- **What is expected**:
Can you arrange all of the data below as a Markdown table with two columns, "Row" and "Data line", numbering each line, skipping blank lines, and leaving out the pictures?

Bounding box annotation entries:
========================================

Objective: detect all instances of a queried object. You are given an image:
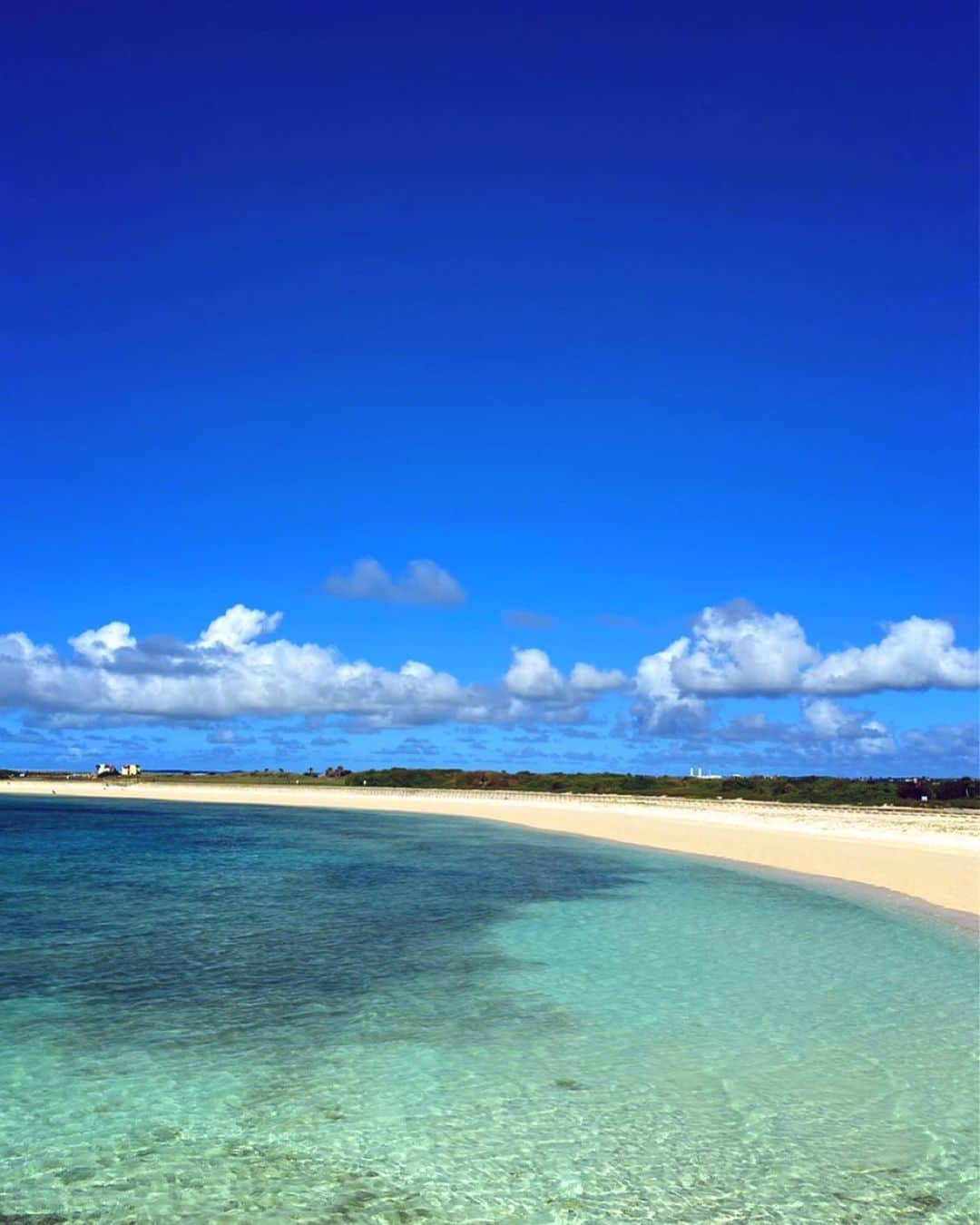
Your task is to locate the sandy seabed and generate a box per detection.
[0,779,980,927]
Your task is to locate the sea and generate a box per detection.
[0,797,980,1225]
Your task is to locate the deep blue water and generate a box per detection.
[0,797,977,1222]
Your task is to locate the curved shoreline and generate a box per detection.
[7,779,980,926]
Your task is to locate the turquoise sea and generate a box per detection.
[0,797,980,1225]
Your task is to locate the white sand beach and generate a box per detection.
[9,779,980,916]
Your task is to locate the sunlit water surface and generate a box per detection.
[0,797,977,1225]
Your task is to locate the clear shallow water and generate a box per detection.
[0,798,980,1225]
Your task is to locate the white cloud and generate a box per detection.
[637,602,980,721]
[69,621,136,664]
[568,664,630,693]
[802,616,980,693]
[633,638,710,735]
[504,647,564,702]
[0,605,477,727]
[323,557,466,608]
[504,647,630,705]
[671,602,819,696]
[194,604,283,651]
[504,609,559,630]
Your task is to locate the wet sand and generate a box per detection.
[0,779,980,926]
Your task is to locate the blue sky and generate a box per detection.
[0,0,977,774]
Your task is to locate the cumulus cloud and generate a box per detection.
[904,720,980,760]
[0,605,486,727]
[637,601,980,721]
[0,593,977,760]
[69,621,136,664]
[671,601,819,696]
[802,616,980,693]
[323,557,466,608]
[568,664,630,693]
[504,647,630,705]
[633,638,710,735]
[504,647,564,702]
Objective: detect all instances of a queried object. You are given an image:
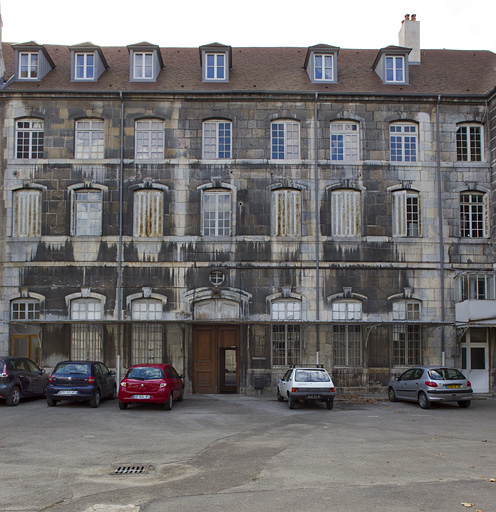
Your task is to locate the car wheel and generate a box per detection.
[90,390,100,408]
[388,388,398,402]
[7,386,21,405]
[419,391,431,409]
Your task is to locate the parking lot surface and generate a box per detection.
[0,395,496,512]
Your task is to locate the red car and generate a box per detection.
[119,364,184,411]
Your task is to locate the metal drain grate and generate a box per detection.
[114,464,150,475]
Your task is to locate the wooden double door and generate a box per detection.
[193,325,239,393]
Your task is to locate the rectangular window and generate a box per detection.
[74,53,95,80]
[332,325,362,366]
[76,119,105,158]
[460,193,487,238]
[456,125,482,162]
[386,56,405,82]
[203,191,231,236]
[389,124,417,162]
[73,190,102,236]
[136,121,165,160]
[133,189,164,237]
[271,122,300,160]
[133,52,153,80]
[12,189,41,237]
[331,190,361,237]
[272,189,301,236]
[16,119,43,158]
[203,121,231,159]
[19,52,39,79]
[331,123,358,162]
[393,325,421,366]
[313,55,334,82]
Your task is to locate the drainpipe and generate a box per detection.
[436,94,446,366]
[313,92,320,364]
[117,91,124,382]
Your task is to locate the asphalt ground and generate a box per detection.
[0,395,496,512]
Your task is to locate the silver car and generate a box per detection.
[388,366,473,409]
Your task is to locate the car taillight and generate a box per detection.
[425,380,437,388]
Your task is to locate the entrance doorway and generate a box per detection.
[193,325,239,393]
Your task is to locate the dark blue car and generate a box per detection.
[46,361,117,407]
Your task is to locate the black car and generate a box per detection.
[47,361,117,407]
[0,356,48,405]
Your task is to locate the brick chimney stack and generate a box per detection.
[399,14,420,64]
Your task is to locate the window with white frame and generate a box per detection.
[19,52,39,79]
[74,53,95,80]
[15,119,44,158]
[76,119,105,158]
[72,189,103,236]
[456,124,483,162]
[12,189,41,237]
[392,324,422,366]
[205,53,227,80]
[203,121,231,159]
[272,189,301,237]
[270,121,300,160]
[393,190,421,237]
[386,55,405,83]
[313,53,334,82]
[202,189,231,236]
[330,122,359,162]
[389,123,418,162]
[135,119,165,160]
[133,189,164,237]
[10,299,40,320]
[271,300,301,366]
[133,52,153,80]
[331,189,361,237]
[460,192,487,238]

========================================

- **Written solution**:
| Row | Data line |
|---|---|
| 1 | Objective: detect all instances of a queried object. You are given an image: |
| 2 | Your task is to locate the sandy seabed and generate a box per detection. |
| 3 | [0,779,980,927] |
| 4 | Your task is to locate the sea and generate a box per detection. |
| 5 | [0,797,980,1225] |
| 6 | Your task is to locate the deep blue water and generate a box per detection. |
| 7 | [0,797,977,1222] |
| 8 | Your task is to locate the curved shoreline and generate a box per detection. |
| 9 | [7,779,980,926] |
| 10 | Your task is to locate the turquoise sea and generate a box per detection. |
| 11 | [0,797,980,1225] |
| 12 | Your task is to locate the white sand beach and generate a box per detection. |
| 13 | [9,779,980,916] |
| 14 | Your task is to locate the sunlit water surface and generate a box per detection. |
| 15 | [0,797,977,1225] |
| 16 | Your task is to locate the clear shallow water and generate a box per detection. |
| 17 | [0,798,980,1225] |
| 18 | Your task is to locate the white cloud and generate a box per detection. |
| 19 | [637,602,980,721] |
| 20 | [69,621,136,664] |
| 21 | [568,664,630,693] |
| 22 | [802,616,980,693] |
| 23 | [633,638,710,735] |
| 24 | [504,647,564,702] |
| 25 | [0,605,477,727] |
| 26 | [323,557,466,608] |
| 27 | [504,647,630,705] |
| 28 | [671,602,819,696] |
| 29 | [194,604,283,651] |
| 30 | [504,609,559,630] |
| 31 | Your task is to locate the wet sand and generate a box per detection. |
| 32 | [0,779,980,926] |
| 33 | Your task is to locate the blue sky and generate a box per detection. |
| 34 | [0,0,977,774] |
| 35 | Your task is to locate the cumulus cloud and generate a box per detection. |
| 36 | [904,720,980,760] |
| 37 | [0,605,486,727] |
| 38 | [637,601,980,721] |
| 39 | [0,593,977,760] |
| 40 | [69,621,136,664] |
| 41 | [671,601,819,696] |
| 42 | [802,616,980,693] |
| 43 | [323,557,466,608] |
| 44 | [568,664,630,693] |
| 45 | [504,647,630,705] |
| 46 | [633,638,710,735] |
| 47 | [504,647,564,702] |
| 48 | Objective: detect all instances of a queried object. You are given an image: |
| 49 | Your task is to locate the car wheel and generate a box per detection. |
| 50 | [90,390,100,408] |
| 51 | [388,388,398,402] |
| 52 | [7,386,21,405] |
| 53 | [419,391,431,409] |
| 54 | Your task is to locate the parking lot surface and generate a box per detection. |
| 55 | [0,395,496,512] |
| 56 | Your task is to locate the red car and generate a box per detection. |
| 57 | [119,364,184,411] |
| 58 | Your task is to locate the metal drain grate and generate a box per detection. |
| 59 | [114,464,150,475] |
| 60 | Your task is to locate the wooden double door and generate a box per detection. |
| 61 | [193,325,239,393] |
| 62 | Your task is to locate the rectangular window and generate a box per detection. |
| 63 | [74,53,95,80] |
| 64 | [332,325,362,366] |
| 65 | [76,119,105,158] |
| 66 | [460,193,487,238] |
| 67 | [456,125,482,162] |
| 68 | [386,56,405,82] |
| 69 | [203,191,231,236] |
| 70 | [389,124,417,162] |
| 71 | [73,190,102,236] |
| 72 | [136,121,165,160] |
| 73 | [133,189,164,237] |
| 74 | [271,122,300,160] |
| 75 | [133,52,153,80] |
| 76 | [12,189,41,237] |
| 77 | [331,190,361,237] |
| 78 | [272,189,301,236] |
| 79 | [16,119,43,158] |
| 80 | [203,121,231,159] |
| 81 | [19,52,39,79] |
| 82 | [331,123,358,162] |
| 83 | [393,325,421,366] |
| 84 | [313,55,334,82] |
| 85 | Your task is to locate the drainpipe and generate a box per detection. |
| 86 | [436,94,446,366] |
| 87 | [313,92,320,364] |
| 88 | [117,91,124,382] |
| 89 | Your task is to locate the asphalt ground and generate a box per detection. |
| 90 | [0,395,496,512] |
| 91 | Your task is to locate the silver car and generate a box per detection. |
| 92 | [388,366,473,409] |
| 93 | Your task is to locate the car taillight and generate a box per detection. |
| 94 | [425,380,437,388] |
| 95 | Your task is to locate the entrance doorway and generate a box per detection. |
| 96 | [193,325,239,393] |
| 97 | Your task is to locate the dark blue car and generate a box per detection. |
| 98 | [46,361,117,407] |
| 99 | Your task is to locate the black car and generate a box per detection. |
| 100 | [47,361,117,407] |
| 101 | [0,356,48,405] |
| 102 | Your task is to locate the brick chimney stack and generate a box per detection. |
| 103 | [399,14,420,64] |
| 104 | Your task is to locate the window with white frame and generate a box per detection. |
| 105 | [19,52,39,79] |
| 106 | [74,53,95,80] |
| 107 | [15,119,44,158] |
| 108 | [76,119,105,158] |
| 109 | [72,189,103,236] |
| 110 | [456,124,483,162] |
| 111 | [12,189,41,237] |
| 112 | [392,324,422,366] |
| 113 | [205,53,227,80] |
| 114 | [203,121,231,159] |
| 115 | [272,189,301,237] |
| 116 | [270,121,300,160] |
| 117 | [393,190,421,237] |
| 118 | [386,55,405,83] |
| 119 | [313,53,334,82] |
| 120 | [202,189,231,236] |
| 121 | [330,122,359,162] |
| 122 | [389,123,418,162] |
| 123 | [135,119,165,160] |
| 124 | [133,189,164,237] |
| 125 | [10,299,40,320] |
| 126 | [271,300,301,366] |
| 127 | [133,52,153,80] |
| 128 | [331,189,361,237] |
| 129 | [460,192,487,238] |